____ Given passage
Fitzgerald Distorting the Evidence to Smear Cheney

I've argued that the Special Counsel has criminalized a political dispute and increasingly seems to be using his position, not to advance his case, but to smear the defendant and the Administration.

Either that, or he seems to have a very spotty knowledge of the facts in the case he is pursuing.
 
Last night in response to Fitzgerald's representations about the news articles he intended to place in evidence, Libby filed court papers that underscored this shocking lack of command of the facts of the case. Byron York reports.
________
____ Information
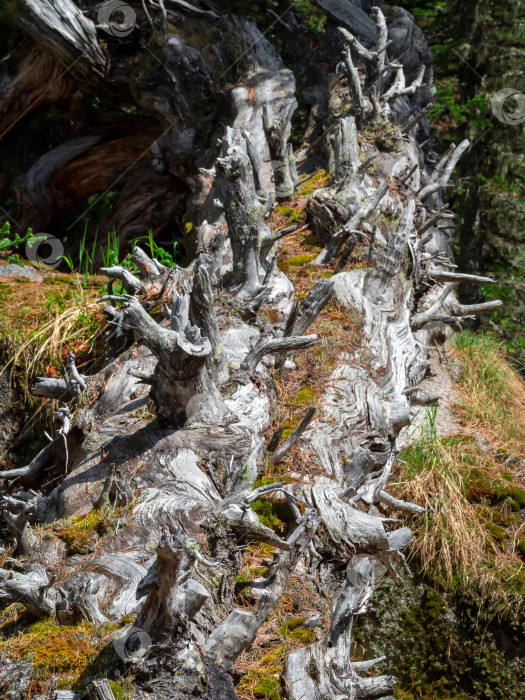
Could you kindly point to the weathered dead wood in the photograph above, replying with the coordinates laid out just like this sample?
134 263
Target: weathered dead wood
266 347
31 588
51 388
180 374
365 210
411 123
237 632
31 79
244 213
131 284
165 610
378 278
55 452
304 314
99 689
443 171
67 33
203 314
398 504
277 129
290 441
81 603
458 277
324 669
________
____ Information
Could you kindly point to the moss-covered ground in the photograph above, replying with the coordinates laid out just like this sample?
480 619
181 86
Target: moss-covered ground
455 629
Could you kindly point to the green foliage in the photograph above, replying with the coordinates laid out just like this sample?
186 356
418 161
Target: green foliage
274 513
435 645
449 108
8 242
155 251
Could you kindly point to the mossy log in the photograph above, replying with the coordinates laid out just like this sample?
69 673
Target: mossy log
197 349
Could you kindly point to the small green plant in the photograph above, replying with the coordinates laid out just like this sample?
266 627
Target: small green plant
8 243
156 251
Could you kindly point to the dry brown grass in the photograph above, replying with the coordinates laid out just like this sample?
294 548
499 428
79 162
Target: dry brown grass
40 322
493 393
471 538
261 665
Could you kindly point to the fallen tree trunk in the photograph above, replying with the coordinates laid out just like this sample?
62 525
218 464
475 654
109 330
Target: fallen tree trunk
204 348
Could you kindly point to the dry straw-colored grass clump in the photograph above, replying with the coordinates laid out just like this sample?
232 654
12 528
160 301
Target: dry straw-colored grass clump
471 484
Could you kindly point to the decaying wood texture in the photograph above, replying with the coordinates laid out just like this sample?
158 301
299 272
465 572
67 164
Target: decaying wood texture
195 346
________
____ Information
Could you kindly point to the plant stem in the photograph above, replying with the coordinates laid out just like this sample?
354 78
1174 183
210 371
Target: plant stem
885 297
________
**Work instructions**
Print the passage of the Fitzgerald commentary from "Fitzgerald Distorting the" up to and including "he is pursuing.", word for word.

**Your solution**
Fitzgerald Distorting the Evidence to Smear Cheney

I've argued that the Special Counsel has criminalized a political dispute and increasingly seems to be using his position, not to advance his case, but to smear the defendant and the Administration.

Either that, or he seems to have a very spotty knowledge of the facts in the case he is pursuing.